--- start of Material ---

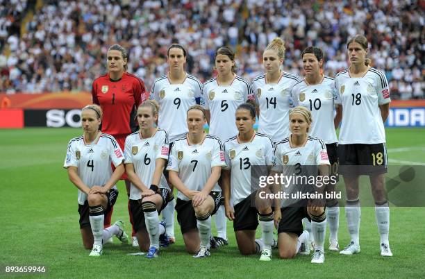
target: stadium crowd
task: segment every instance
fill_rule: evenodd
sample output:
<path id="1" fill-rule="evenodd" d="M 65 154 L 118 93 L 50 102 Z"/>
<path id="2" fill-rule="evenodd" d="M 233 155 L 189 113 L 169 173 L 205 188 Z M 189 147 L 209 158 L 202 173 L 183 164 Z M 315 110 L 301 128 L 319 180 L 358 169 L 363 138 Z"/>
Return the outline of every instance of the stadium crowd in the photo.
<path id="1" fill-rule="evenodd" d="M 326 53 L 325 73 L 334 76 L 348 67 L 348 38 L 362 33 L 392 98 L 424 97 L 420 1 L 45 0 L 20 36 L 11 28 L 26 1 L 7 2 L 0 10 L 0 92 L 90 91 L 115 43 L 129 49 L 128 71 L 147 89 L 167 71 L 174 42 L 187 47 L 187 70 L 201 81 L 213 74 L 214 53 L 223 45 L 236 50 L 238 74 L 252 80 L 264 72 L 262 50 L 276 36 L 286 42 L 286 71 L 301 75 L 301 51 L 314 44 Z"/>

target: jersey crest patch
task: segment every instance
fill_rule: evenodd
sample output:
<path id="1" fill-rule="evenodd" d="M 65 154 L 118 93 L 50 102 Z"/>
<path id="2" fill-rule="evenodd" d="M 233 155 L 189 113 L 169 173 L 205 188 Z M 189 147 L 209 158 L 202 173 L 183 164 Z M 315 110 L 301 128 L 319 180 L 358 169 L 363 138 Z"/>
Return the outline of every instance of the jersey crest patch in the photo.
<path id="1" fill-rule="evenodd" d="M 102 85 L 102 93 L 106 94 L 109 90 L 109 87 L 108 85 Z"/>
<path id="2" fill-rule="evenodd" d="M 131 153 L 133 153 L 133 155 L 136 155 L 138 153 L 138 152 L 139 152 L 139 147 L 138 146 L 133 146 L 133 147 L 131 147 Z"/>

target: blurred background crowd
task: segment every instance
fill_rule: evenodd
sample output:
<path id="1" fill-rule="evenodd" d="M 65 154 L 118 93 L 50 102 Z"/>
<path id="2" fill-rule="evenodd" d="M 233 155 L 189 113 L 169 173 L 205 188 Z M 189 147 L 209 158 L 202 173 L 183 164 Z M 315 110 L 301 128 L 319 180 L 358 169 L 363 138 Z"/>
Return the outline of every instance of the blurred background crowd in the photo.
<path id="1" fill-rule="evenodd" d="M 286 44 L 284 69 L 302 76 L 301 53 L 325 53 L 330 76 L 347 69 L 347 40 L 366 35 L 372 65 L 385 71 L 393 99 L 424 98 L 423 0 L 0 0 L 0 92 L 90 91 L 117 43 L 128 71 L 147 89 L 167 71 L 172 42 L 188 52 L 186 70 L 213 74 L 216 49 L 236 51 L 239 75 L 264 71 L 262 51 L 276 36 Z"/>

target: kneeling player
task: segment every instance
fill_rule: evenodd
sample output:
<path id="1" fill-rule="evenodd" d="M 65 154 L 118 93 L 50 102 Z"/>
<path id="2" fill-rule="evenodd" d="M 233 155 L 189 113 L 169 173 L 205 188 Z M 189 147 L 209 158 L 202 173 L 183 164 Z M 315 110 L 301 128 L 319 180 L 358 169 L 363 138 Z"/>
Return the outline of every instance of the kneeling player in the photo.
<path id="1" fill-rule="evenodd" d="M 168 158 L 168 136 L 165 130 L 153 126 L 158 110 L 152 100 L 139 106 L 140 129 L 127 137 L 124 151 L 126 171 L 131 181 L 130 209 L 134 230 L 140 250 L 149 249 L 149 258 L 157 257 L 160 244 L 167 246 L 169 242 L 165 223 L 160 222 L 158 217 L 171 198 L 162 174 Z"/>
<path id="2" fill-rule="evenodd" d="M 289 137 L 276 144 L 274 153 L 276 165 L 274 168 L 274 171 L 281 171 L 281 168 L 285 168 L 285 166 L 294 166 L 291 169 L 297 176 L 308 176 L 308 169 L 312 167 L 308 166 L 319 166 L 321 175 L 328 175 L 330 164 L 325 144 L 321 140 L 310 137 L 307 134 L 311 122 L 311 112 L 306 108 L 297 106 L 290 111 L 290 130 L 292 134 Z M 285 172 L 285 169 L 283 171 Z M 299 185 L 291 185 L 285 189 L 284 192 L 290 195 L 296 194 L 303 190 L 303 193 L 310 192 L 309 188 L 300 188 Z M 322 194 L 324 194 L 323 192 Z M 315 253 L 311 262 L 323 263 L 323 246 L 326 228 L 324 199 L 311 200 L 290 197 L 290 199 L 285 201 L 281 201 L 276 198 L 274 201 L 276 208 L 281 208 L 281 210 L 276 210 L 274 213 L 281 257 L 294 257 L 301 242 L 306 242 L 307 240 L 308 234 L 303 232 L 302 225 L 303 218 L 306 217 L 311 219 L 312 233 L 315 242 Z"/>
<path id="3" fill-rule="evenodd" d="M 199 105 L 189 108 L 189 133 L 174 142 L 167 168 L 170 182 L 178 190 L 177 220 L 186 250 L 196 253 L 194 257 L 210 255 L 210 216 L 219 206 L 222 192 L 217 181 L 225 165 L 219 140 L 203 130 L 205 113 Z"/>
<path id="4" fill-rule="evenodd" d="M 103 241 L 115 235 L 123 243 L 128 241 L 122 221 L 103 229 L 105 214 L 115 203 L 115 183 L 124 171 L 124 156 L 115 139 L 99 130 L 102 110 L 97 105 L 83 108 L 82 136 L 69 141 L 63 167 L 69 180 L 78 189 L 78 212 L 83 244 L 92 248 L 90 256 L 100 256 Z M 115 167 L 112 173 L 111 162 Z"/>
<path id="5" fill-rule="evenodd" d="M 256 110 L 252 105 L 243 103 L 238 107 L 235 122 L 239 133 L 224 144 L 227 164 L 223 171 L 226 216 L 233 221 L 240 253 L 261 252 L 260 260 L 269 261 L 274 244 L 273 211 L 270 201 L 259 198 L 258 189 L 251 187 L 251 173 L 252 166 L 273 164 L 273 143 L 269 136 L 255 132 Z M 262 234 L 260 239 L 256 239 L 258 219 Z"/>

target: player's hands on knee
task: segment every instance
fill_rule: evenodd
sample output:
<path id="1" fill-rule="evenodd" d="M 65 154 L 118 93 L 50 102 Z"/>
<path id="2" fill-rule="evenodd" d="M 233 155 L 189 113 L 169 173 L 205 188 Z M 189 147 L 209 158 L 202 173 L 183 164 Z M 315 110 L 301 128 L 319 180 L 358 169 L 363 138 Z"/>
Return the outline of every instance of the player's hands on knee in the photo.
<path id="1" fill-rule="evenodd" d="M 235 210 L 233 208 L 228 204 L 225 204 L 224 210 L 226 210 L 226 217 L 231 221 L 235 220 Z"/>
<path id="2" fill-rule="evenodd" d="M 274 212 L 273 213 L 273 220 L 274 221 L 274 228 L 276 229 L 279 226 L 279 222 L 282 219 L 282 212 L 281 212 L 280 208 L 277 208 Z"/>
<path id="3" fill-rule="evenodd" d="M 203 192 L 199 192 L 192 198 L 192 205 L 195 206 L 199 206 L 203 203 L 206 199 L 208 195 Z"/>

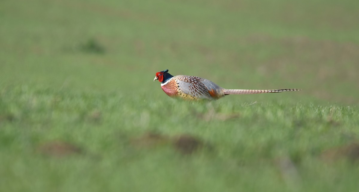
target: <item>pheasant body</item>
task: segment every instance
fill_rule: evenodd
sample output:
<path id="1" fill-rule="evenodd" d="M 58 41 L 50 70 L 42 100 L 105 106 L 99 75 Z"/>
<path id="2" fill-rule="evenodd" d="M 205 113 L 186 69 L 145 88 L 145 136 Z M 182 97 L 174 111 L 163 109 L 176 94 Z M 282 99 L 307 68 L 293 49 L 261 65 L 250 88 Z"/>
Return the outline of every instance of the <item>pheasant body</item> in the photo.
<path id="1" fill-rule="evenodd" d="M 161 87 L 168 95 L 186 100 L 214 100 L 229 94 L 279 93 L 299 90 L 295 89 L 272 90 L 227 89 L 205 79 L 188 75 L 174 77 L 168 73 L 168 71 L 167 69 L 157 72 L 154 80 L 158 79 L 162 83 Z"/>

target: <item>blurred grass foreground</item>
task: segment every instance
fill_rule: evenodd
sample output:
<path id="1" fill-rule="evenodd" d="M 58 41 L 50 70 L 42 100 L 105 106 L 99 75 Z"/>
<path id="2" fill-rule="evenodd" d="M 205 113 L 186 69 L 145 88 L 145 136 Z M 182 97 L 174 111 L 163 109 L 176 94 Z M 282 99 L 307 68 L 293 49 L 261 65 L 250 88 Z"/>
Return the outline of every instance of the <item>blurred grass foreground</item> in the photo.
<path id="1" fill-rule="evenodd" d="M 357 191 L 359 1 L 0 2 L 0 191 Z M 156 72 L 228 89 L 173 99 Z"/>

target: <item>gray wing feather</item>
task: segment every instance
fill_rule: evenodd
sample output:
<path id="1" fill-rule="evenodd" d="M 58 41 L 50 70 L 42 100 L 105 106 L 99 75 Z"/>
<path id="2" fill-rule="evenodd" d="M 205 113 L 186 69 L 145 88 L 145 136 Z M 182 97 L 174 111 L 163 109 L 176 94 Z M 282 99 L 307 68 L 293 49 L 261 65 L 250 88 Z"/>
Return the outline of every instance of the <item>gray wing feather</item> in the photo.
<path id="1" fill-rule="evenodd" d="M 177 83 L 181 91 L 197 98 L 214 100 L 208 93 L 206 85 L 202 82 L 204 79 L 193 76 L 178 76 L 176 77 L 177 78 Z"/>

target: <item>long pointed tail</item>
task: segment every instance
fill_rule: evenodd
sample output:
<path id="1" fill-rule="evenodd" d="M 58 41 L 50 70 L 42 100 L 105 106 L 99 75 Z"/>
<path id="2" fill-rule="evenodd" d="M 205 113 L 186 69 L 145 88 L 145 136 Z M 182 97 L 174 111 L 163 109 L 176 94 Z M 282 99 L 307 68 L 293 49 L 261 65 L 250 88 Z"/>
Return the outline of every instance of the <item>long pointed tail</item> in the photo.
<path id="1" fill-rule="evenodd" d="M 266 93 L 280 93 L 285 91 L 300 91 L 297 89 L 287 89 L 275 90 L 255 90 L 252 89 L 225 89 L 224 90 L 225 95 L 239 95 L 241 94 L 256 94 Z"/>

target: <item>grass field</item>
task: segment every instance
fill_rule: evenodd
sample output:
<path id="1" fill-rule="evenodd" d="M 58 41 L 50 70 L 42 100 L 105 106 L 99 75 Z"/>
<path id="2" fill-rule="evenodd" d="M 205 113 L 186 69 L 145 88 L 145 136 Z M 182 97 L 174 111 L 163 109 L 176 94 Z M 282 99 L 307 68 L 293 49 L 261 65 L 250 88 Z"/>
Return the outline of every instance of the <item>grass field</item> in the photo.
<path id="1" fill-rule="evenodd" d="M 358 9 L 0 2 L 0 191 L 357 191 Z M 166 69 L 303 90 L 179 100 Z"/>

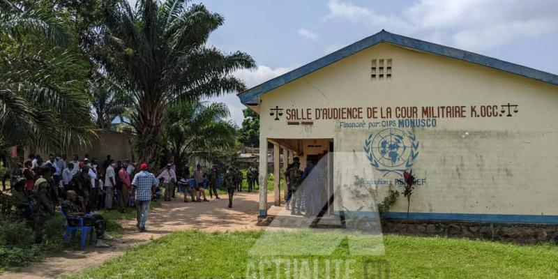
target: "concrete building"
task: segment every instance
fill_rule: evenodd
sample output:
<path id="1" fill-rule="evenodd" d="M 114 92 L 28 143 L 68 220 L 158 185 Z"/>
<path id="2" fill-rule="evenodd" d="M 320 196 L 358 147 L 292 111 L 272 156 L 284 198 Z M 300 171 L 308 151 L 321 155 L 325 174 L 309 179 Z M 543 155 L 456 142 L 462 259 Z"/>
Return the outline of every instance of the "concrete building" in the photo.
<path id="1" fill-rule="evenodd" d="M 324 158 L 333 211 L 347 207 L 346 189 L 381 198 L 412 169 L 411 218 L 558 223 L 555 75 L 382 31 L 239 97 L 260 115 L 260 146 L 271 142 L 303 167 Z M 389 216 L 406 218 L 407 207 L 401 197 Z"/>

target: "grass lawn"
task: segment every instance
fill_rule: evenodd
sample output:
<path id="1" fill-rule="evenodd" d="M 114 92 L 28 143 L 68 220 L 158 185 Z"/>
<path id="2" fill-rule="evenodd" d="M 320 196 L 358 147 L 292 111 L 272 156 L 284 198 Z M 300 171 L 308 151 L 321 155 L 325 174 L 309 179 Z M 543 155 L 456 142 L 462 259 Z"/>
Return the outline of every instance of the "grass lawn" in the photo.
<path id="1" fill-rule="evenodd" d="M 259 278 L 260 259 L 249 255 L 248 251 L 262 234 L 262 232 L 176 232 L 139 246 L 122 257 L 70 278 Z M 385 256 L 375 259 L 389 262 L 391 278 L 558 278 L 558 247 L 552 245 L 520 246 L 389 235 L 384 236 L 384 246 Z M 327 258 L 356 259 L 352 266 L 353 278 L 363 278 L 365 258 L 349 254 L 348 242 L 344 241 Z M 322 264 L 325 259 L 324 256 L 303 255 L 289 261 L 292 266 L 300 264 L 298 270 L 303 271 L 303 262 Z M 248 273 L 247 266 L 250 271 Z M 275 264 L 262 266 L 265 278 L 277 278 Z M 299 278 L 292 277 L 297 269 L 285 269 L 284 264 L 280 266 L 278 278 Z M 315 271 L 310 266 L 310 272 L 318 272 L 317 278 L 326 278 L 324 275 L 326 269 L 319 266 Z M 288 277 L 284 273 L 287 269 L 291 271 Z M 252 276 L 252 271 L 256 276 Z M 340 275 L 339 278 L 345 278 L 342 271 Z M 335 278 L 334 274 L 331 278 Z"/>

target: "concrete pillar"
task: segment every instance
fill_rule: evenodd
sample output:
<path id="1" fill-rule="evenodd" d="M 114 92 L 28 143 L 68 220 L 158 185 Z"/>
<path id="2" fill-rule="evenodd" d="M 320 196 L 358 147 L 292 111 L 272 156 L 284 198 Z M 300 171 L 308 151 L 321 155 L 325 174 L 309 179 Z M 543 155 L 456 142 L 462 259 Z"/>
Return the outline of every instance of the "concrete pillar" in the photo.
<path id="1" fill-rule="evenodd" d="M 283 174 L 287 172 L 287 166 L 289 165 L 289 155 L 292 153 L 289 149 L 283 149 L 283 169 L 281 171 L 280 175 L 282 176 Z M 287 200 L 287 181 L 285 181 L 285 189 L 283 189 L 283 199 Z"/>
<path id="2" fill-rule="evenodd" d="M 273 204 L 278 206 L 281 205 L 281 174 L 279 168 L 281 157 L 279 149 L 278 144 L 273 144 Z"/>
<path id="3" fill-rule="evenodd" d="M 267 217 L 267 138 L 259 136 L 259 217 Z"/>

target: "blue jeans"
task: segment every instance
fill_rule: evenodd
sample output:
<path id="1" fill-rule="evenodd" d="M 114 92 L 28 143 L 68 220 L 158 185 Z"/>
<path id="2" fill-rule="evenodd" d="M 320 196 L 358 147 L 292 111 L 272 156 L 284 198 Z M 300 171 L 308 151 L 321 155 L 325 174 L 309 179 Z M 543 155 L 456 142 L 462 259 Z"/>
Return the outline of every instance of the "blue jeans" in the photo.
<path id="1" fill-rule="evenodd" d="M 135 201 L 137 227 L 145 227 L 145 222 L 147 221 L 147 211 L 149 210 L 149 203 L 151 202 L 151 201 Z"/>

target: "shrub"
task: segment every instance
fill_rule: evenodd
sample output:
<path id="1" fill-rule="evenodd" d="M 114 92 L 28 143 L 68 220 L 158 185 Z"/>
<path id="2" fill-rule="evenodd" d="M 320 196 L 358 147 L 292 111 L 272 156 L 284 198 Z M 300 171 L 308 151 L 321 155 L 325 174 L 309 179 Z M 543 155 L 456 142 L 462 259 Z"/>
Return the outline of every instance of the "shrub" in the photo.
<path id="1" fill-rule="evenodd" d="M 0 239 L 6 247 L 27 248 L 33 244 L 34 234 L 24 222 L 1 222 Z"/>
<path id="2" fill-rule="evenodd" d="M 56 215 L 45 222 L 45 249 L 50 252 L 61 250 L 63 241 L 64 225 L 66 220 Z"/>
<path id="3" fill-rule="evenodd" d="M 39 252 L 40 249 L 35 245 L 25 249 L 0 246 L 0 268 L 26 266 L 36 259 Z"/>

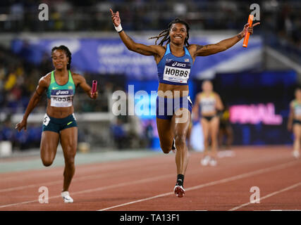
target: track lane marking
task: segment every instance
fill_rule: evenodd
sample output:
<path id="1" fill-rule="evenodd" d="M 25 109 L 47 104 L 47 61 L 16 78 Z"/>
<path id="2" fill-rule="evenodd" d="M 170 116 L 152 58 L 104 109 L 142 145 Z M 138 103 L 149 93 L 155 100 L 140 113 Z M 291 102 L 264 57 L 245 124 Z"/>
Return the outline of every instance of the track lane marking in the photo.
<path id="1" fill-rule="evenodd" d="M 220 179 L 220 180 L 218 180 L 218 181 L 211 181 L 211 182 L 209 182 L 209 183 L 206 183 L 206 184 L 203 184 L 195 186 L 192 186 L 192 187 L 190 187 L 190 188 L 185 188 L 185 191 L 192 191 L 192 190 L 196 190 L 196 189 L 199 189 L 199 188 L 204 188 L 204 187 L 207 187 L 207 186 L 214 186 L 214 185 L 216 185 L 216 184 L 223 184 L 223 183 L 226 183 L 226 182 L 228 182 L 228 181 L 232 181 L 238 180 L 238 179 L 242 179 L 242 178 L 251 176 L 256 175 L 256 174 L 263 174 L 263 173 L 267 172 L 271 172 L 271 171 L 274 171 L 274 170 L 276 170 L 276 169 L 279 169 L 286 168 L 288 167 L 290 167 L 290 166 L 292 166 L 292 165 L 295 165 L 297 164 L 298 162 L 299 162 L 298 161 L 293 161 L 293 162 L 286 162 L 286 163 L 284 163 L 284 164 L 281 164 L 281 165 L 277 165 L 277 166 L 270 167 L 264 168 L 264 169 L 260 169 L 255 170 L 255 171 L 253 171 L 253 172 L 251 172 L 245 173 L 245 174 L 240 174 L 240 175 L 236 175 L 236 176 L 231 176 L 231 177 L 228 177 L 228 178 L 222 179 Z M 157 195 L 154 195 L 154 196 L 152 196 L 152 197 L 149 197 L 149 198 L 142 198 L 142 199 L 140 199 L 140 200 L 132 201 L 132 202 L 125 202 L 125 203 L 123 203 L 123 204 L 113 205 L 113 206 L 111 206 L 111 207 L 106 207 L 106 208 L 99 210 L 97 211 L 109 210 L 111 210 L 111 209 L 120 207 L 125 206 L 125 205 L 128 205 L 135 204 L 135 203 L 137 203 L 137 202 L 144 202 L 144 201 L 147 201 L 147 200 L 152 200 L 152 199 L 154 199 L 154 198 L 161 198 L 161 197 L 165 197 L 165 196 L 168 196 L 168 195 L 173 195 L 173 194 L 174 194 L 173 192 L 165 193 Z"/>

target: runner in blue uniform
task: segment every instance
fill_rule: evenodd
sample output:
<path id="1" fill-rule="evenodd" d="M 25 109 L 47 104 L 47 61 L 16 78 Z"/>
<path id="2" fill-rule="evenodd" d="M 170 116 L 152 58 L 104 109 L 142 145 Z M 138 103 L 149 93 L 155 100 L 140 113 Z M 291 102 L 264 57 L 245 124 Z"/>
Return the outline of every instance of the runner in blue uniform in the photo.
<path id="1" fill-rule="evenodd" d="M 156 61 L 159 87 L 156 99 L 156 125 L 160 146 L 164 153 L 176 151 L 177 180 L 175 194 L 183 197 L 184 176 L 188 163 L 186 135 L 190 122 L 192 102 L 189 97 L 188 80 L 190 69 L 197 56 L 217 53 L 231 47 L 241 40 L 246 33 L 253 32 L 253 27 L 246 24 L 238 34 L 215 44 L 205 46 L 190 44 L 189 25 L 178 18 L 171 21 L 166 30 L 156 39 L 154 45 L 136 43 L 122 29 L 119 12 L 110 9 L 116 30 L 130 50 L 144 56 L 152 56 Z M 157 41 L 162 38 L 156 44 Z M 166 42 L 166 43 L 165 43 Z"/>

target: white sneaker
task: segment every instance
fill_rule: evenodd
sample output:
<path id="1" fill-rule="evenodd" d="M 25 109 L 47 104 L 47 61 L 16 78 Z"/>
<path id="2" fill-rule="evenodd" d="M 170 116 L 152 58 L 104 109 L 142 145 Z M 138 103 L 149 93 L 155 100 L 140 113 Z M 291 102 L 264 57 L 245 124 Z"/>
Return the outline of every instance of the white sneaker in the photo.
<path id="1" fill-rule="evenodd" d="M 178 198 L 182 198 L 185 195 L 185 189 L 181 185 L 176 184 L 173 192 Z"/>
<path id="2" fill-rule="evenodd" d="M 72 203 L 73 202 L 73 199 L 70 197 L 69 195 L 69 192 L 68 191 L 63 191 L 61 193 L 63 199 L 63 202 L 65 203 Z"/>
<path id="3" fill-rule="evenodd" d="M 209 162 L 209 165 L 210 165 L 211 167 L 215 167 L 215 166 L 216 165 L 216 164 L 217 164 L 216 160 L 214 160 L 214 159 L 211 159 L 211 160 L 210 160 L 210 162 Z"/>
<path id="4" fill-rule="evenodd" d="M 207 155 L 204 158 L 203 158 L 201 160 L 201 164 L 203 166 L 207 166 L 208 165 L 208 163 L 210 161 L 210 156 Z"/>
<path id="5" fill-rule="evenodd" d="M 300 153 L 297 150 L 293 150 L 293 156 L 295 157 L 296 159 L 298 159 L 300 157 Z"/>

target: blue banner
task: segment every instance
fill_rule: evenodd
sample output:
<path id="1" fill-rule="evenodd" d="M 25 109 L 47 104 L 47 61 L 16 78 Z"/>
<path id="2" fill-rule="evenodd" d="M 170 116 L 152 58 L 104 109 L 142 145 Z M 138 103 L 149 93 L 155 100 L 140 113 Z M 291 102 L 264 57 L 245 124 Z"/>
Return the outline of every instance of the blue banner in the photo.
<path id="1" fill-rule="evenodd" d="M 224 36 L 195 38 L 191 44 L 205 45 L 214 44 L 226 38 Z M 154 44 L 147 37 L 133 38 L 136 42 Z M 43 57 L 50 58 L 51 49 L 55 46 L 66 45 L 72 53 L 73 68 L 102 74 L 125 74 L 130 78 L 154 79 L 157 77 L 156 65 L 153 56 L 142 56 L 128 50 L 121 39 L 112 38 L 64 38 L 15 39 L 13 51 L 27 60 L 39 63 Z M 254 66 L 262 49 L 259 38 L 251 38 L 247 49 L 242 41 L 218 54 L 197 57 L 192 67 L 190 77 L 201 77 L 216 70 L 238 68 L 240 70 Z M 208 78 L 208 77 L 207 77 Z"/>

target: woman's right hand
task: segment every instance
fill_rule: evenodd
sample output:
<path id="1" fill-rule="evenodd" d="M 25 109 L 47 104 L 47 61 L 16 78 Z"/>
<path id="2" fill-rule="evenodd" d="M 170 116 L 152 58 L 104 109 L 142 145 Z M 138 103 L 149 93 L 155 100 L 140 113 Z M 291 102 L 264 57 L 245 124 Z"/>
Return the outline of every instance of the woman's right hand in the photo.
<path id="1" fill-rule="evenodd" d="M 26 131 L 27 125 L 27 121 L 23 119 L 16 125 L 15 129 L 18 129 L 18 131 L 20 132 L 21 129 L 24 127 L 24 130 Z"/>
<path id="2" fill-rule="evenodd" d="M 114 26 L 115 27 L 119 26 L 119 25 L 121 22 L 121 18 L 119 17 L 119 12 L 117 11 L 116 13 L 114 13 L 111 8 L 110 8 L 110 11 L 111 14 L 111 17 L 112 18 L 112 21 L 113 21 L 113 23 L 114 24 Z"/>

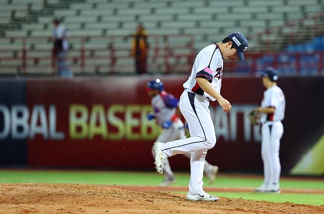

--- end of Material ---

*What the task asks*.
Format the lines from the start of the items through the line containing "326 53 L 325", inclusive, as a numbered list, skipping blank lines and omitting the pictures.

*Task result*.
1. target: stadium crowd
2. task: segment every instance
3. fill_rule: evenodd
4. sample output:
5. <path id="1" fill-rule="evenodd" d="M 65 154 L 118 93 L 50 102 Z"/>
6. <path id="2" fill-rule="evenodd" d="M 233 155 L 189 113 L 169 173 L 205 188 Z M 189 147 L 209 158 L 202 173 L 183 164 Z M 315 110 L 301 128 L 319 180 L 358 169 L 363 138 Z"/>
7. Return the outline of every instance of the stadium crowd in the photo.
8. <path id="1" fill-rule="evenodd" d="M 326 53 L 325 73 L 334 76 L 348 67 L 348 38 L 362 33 L 392 98 L 424 97 L 420 1 L 45 0 L 20 36 L 11 28 L 26 1 L 7 2 L 0 10 L 0 92 L 90 91 L 115 43 L 129 49 L 128 71 L 147 89 L 167 71 L 174 42 L 187 47 L 187 70 L 201 81 L 213 74 L 214 53 L 223 45 L 236 50 L 238 74 L 252 80 L 264 72 L 262 50 L 276 36 L 286 42 L 286 71 L 301 75 L 301 51 L 314 44 Z"/>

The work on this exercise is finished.